> ACTIVITY
Transcribe the records that follow. Keep every word exactly, and drop the pictures.

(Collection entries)
::::::
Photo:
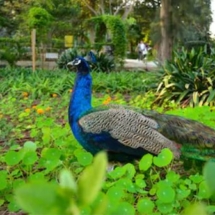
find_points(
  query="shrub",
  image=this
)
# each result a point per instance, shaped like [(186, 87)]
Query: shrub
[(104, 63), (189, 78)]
::::::
> REPLY
Photo:
find_points(
  query="shrub",
  image=this
)
# each result a point per instance, shaped like [(186, 87)]
Query: shrub
[(104, 63), (189, 78)]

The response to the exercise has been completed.